- **DO THIS**: Starting at the line that contains "# test: mark the horse's front" and ending with the last of the records, rewrite those lines with "front leg" replaced by "foreleg" and everything else left unchanged.
--- begin ---
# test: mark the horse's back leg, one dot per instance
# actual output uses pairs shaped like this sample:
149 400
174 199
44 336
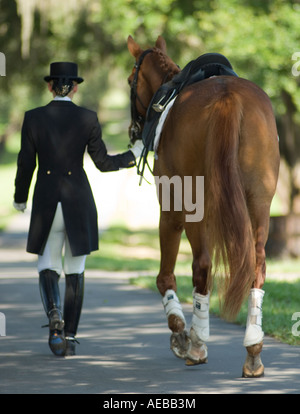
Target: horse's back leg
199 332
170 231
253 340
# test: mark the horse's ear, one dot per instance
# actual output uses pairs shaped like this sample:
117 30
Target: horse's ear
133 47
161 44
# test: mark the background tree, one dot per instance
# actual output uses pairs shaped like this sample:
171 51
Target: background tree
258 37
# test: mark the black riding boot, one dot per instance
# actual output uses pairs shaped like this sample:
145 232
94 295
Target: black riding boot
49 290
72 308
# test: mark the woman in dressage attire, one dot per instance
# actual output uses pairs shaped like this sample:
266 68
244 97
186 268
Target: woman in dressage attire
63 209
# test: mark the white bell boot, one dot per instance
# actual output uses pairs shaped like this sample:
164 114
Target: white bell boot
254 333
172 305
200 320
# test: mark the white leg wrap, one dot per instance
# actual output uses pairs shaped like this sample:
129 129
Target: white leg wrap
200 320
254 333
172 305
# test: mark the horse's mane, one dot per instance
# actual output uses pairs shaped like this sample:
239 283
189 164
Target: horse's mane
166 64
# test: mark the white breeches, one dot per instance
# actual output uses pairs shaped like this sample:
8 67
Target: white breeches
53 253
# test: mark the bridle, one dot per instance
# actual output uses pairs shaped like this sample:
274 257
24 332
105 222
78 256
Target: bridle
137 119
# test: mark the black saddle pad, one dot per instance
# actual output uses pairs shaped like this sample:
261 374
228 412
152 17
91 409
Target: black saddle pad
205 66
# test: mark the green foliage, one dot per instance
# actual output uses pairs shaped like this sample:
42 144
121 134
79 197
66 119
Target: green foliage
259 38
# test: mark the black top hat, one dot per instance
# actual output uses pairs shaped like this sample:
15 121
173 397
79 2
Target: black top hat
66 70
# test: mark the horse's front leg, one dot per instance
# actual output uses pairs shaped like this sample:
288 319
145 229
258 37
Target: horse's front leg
--- end ---
- **WRITTEN ANSWER**:
# test: mark the horse's foreleg, one dot per instance
# actual output uses pairs shaped like this sample:
288 319
145 229
258 37
Target: horse's foreleg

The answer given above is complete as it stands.